**MATERIAL FOR THE TASK**.
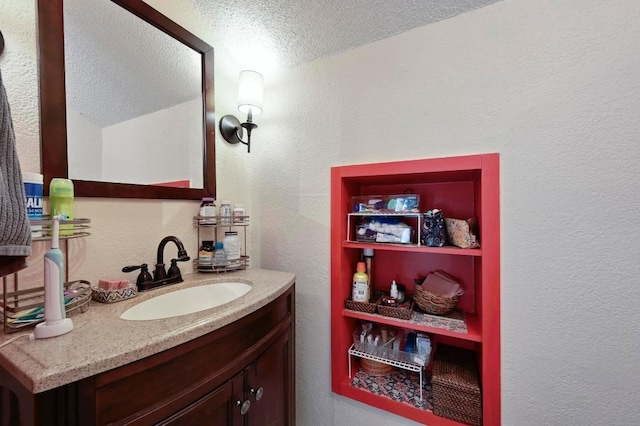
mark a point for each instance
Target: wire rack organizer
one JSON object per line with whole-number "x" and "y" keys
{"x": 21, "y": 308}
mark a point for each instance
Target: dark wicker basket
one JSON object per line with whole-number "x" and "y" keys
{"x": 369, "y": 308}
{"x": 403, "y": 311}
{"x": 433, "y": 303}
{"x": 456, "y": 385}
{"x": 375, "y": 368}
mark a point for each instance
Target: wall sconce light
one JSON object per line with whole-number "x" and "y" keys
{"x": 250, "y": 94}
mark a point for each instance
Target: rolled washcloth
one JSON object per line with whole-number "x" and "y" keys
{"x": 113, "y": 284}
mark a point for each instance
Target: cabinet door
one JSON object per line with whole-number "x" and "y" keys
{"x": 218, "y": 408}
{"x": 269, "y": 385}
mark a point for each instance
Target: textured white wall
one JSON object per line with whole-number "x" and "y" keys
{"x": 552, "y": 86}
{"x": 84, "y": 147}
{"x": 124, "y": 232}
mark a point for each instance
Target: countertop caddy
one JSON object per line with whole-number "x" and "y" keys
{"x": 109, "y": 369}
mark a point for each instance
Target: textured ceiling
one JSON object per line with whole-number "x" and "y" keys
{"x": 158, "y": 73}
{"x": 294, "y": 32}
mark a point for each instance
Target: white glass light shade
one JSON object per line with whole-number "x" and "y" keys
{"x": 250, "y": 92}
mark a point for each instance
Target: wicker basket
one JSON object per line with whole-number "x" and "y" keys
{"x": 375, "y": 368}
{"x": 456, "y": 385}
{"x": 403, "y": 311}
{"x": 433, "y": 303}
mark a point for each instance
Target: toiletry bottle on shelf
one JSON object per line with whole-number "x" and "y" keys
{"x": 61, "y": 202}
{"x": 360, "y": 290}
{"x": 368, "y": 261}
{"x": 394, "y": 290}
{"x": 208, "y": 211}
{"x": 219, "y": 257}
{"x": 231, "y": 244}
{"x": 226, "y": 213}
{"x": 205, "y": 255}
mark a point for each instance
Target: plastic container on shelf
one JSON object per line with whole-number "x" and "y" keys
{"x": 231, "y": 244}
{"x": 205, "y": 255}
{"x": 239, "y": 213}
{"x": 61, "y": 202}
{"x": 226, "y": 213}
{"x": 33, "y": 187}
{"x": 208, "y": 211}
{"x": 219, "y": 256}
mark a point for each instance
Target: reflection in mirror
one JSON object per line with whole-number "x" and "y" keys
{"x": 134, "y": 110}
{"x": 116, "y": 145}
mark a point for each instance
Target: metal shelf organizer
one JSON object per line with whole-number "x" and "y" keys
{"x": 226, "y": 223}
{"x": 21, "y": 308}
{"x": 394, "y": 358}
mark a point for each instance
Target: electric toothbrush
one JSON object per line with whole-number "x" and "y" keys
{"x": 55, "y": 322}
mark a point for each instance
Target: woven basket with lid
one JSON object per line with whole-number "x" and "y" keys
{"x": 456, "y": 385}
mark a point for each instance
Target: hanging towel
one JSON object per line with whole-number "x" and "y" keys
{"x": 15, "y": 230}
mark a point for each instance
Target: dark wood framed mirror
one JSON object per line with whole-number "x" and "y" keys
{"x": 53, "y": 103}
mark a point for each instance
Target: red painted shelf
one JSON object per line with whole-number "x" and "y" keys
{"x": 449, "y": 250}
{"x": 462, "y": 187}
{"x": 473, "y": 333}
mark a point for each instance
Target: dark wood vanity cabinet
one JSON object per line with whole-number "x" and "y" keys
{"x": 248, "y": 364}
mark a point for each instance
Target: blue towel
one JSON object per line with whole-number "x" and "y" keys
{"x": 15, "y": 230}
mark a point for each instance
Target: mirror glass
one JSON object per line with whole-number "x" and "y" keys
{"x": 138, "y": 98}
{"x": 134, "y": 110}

**EXERCISE**.
Do not include images; quote all of the entries above exactly.

**ANSWER BELOW**.
mark a point for each instance
Target: wire rack organizer
one JSON object per line with whole-number "x" and "y" keys
{"x": 21, "y": 308}
mark a point for each instance
Target: dark wicker basket
one JSON object per line with whole-number "x" and "y" keys
{"x": 369, "y": 308}
{"x": 403, "y": 311}
{"x": 433, "y": 303}
{"x": 456, "y": 385}
{"x": 375, "y": 368}
mark a point for each instance
Target: wall sconce light
one JSON object per line with whole-number "x" and "y" keys
{"x": 250, "y": 94}
mark a point for each instance
Target: rolled washcloth
one JSON object per line with whole-number "x" and "y" keys
{"x": 113, "y": 284}
mark a point for each instance
Target: cabinet door
one JSON object per line with whole-number "x" and "y" keys
{"x": 218, "y": 408}
{"x": 269, "y": 385}
mark a point for each instance
Target: textured white wall
one JSON object per line with whole-number "x" and "y" keys
{"x": 552, "y": 86}
{"x": 84, "y": 147}
{"x": 124, "y": 232}
mark a point for each instance
Target: countertop caddy
one JSON object per line with whole-number "x" and "y" keys
{"x": 109, "y": 369}
mark a point for each instance
Target: textured ceiling
one JSON object per line with whole-number "x" and "y" keys
{"x": 158, "y": 73}
{"x": 294, "y": 32}
mark a point for each instance
Target: white glass light shade
one JSON object per line with whole-number "x" and "y" keys
{"x": 250, "y": 92}
mark a point for each instance
Target: wicker basket
one JSON object per line with whole-number "x" and "y" keys
{"x": 375, "y": 368}
{"x": 456, "y": 385}
{"x": 403, "y": 311}
{"x": 433, "y": 303}
mark a point for each instance
Target: toiletry bottle on shelf
one JSON object per line with whole-number "x" and "y" keys
{"x": 61, "y": 202}
{"x": 360, "y": 290}
{"x": 368, "y": 261}
{"x": 394, "y": 290}
{"x": 208, "y": 211}
{"x": 219, "y": 257}
{"x": 231, "y": 244}
{"x": 226, "y": 213}
{"x": 205, "y": 255}
mark a point for each instance
Target: plastic container on shelf
one JSON object per line with whole-number "x" and "y" keys
{"x": 231, "y": 244}
{"x": 205, "y": 255}
{"x": 239, "y": 213}
{"x": 61, "y": 202}
{"x": 226, "y": 213}
{"x": 33, "y": 187}
{"x": 208, "y": 211}
{"x": 219, "y": 256}
mark a point for each instance
Target: reflection in mirror
one JSON object per line with whole-number "x" and "y" keys
{"x": 134, "y": 110}
{"x": 116, "y": 145}
mark a point for each instance
Target: metal shelf organizer
one JSON object per line with whole-number "x" and "y" keys
{"x": 226, "y": 223}
{"x": 21, "y": 308}
{"x": 394, "y": 358}
mark a point for each instance
Target: electric toothbrush
one JSON object per line with whole-number "x" and "y" keys
{"x": 55, "y": 322}
mark a point for each instance
Target: woven basket with lid
one JSON object per line with whole-number "x" and "y" keys
{"x": 456, "y": 385}
mark a point for each instance
Target: hanging towel
one JSON object per line with whole-number "x" and "y" keys
{"x": 15, "y": 230}
mark a point for each instance
Target: dark wood framed mirror
one JSON object per line with whole-number "x" and "y" keys
{"x": 53, "y": 103}
mark a point for each instance
Target: red painted shelf
one JSON object per line with whole-number "x" and "y" keys
{"x": 449, "y": 250}
{"x": 462, "y": 187}
{"x": 473, "y": 333}
mark a point for each instance
Target: dark wood vanity cabinet
one JSON object per line with whole-number "x" and "y" keys
{"x": 248, "y": 364}
mark a point for each instance
Target: blue towel
one JSON object per line with whole-number "x" and "y" keys
{"x": 15, "y": 230}
mark a point for each instance
Target: mirror glass
one JSON object per line with whole-number "x" and "y" keys
{"x": 138, "y": 98}
{"x": 134, "y": 110}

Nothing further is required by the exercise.